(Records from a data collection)
-- -- --

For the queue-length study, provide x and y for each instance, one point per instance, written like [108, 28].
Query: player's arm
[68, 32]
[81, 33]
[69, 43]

-- -- --

(Work required)
Please output every line of the records above, word for word.

(Problem solution)
For the queue-length study, provide x and y for each instance, one point per instance, written like [108, 28].
Query: player's arm
[68, 32]
[81, 33]
[69, 43]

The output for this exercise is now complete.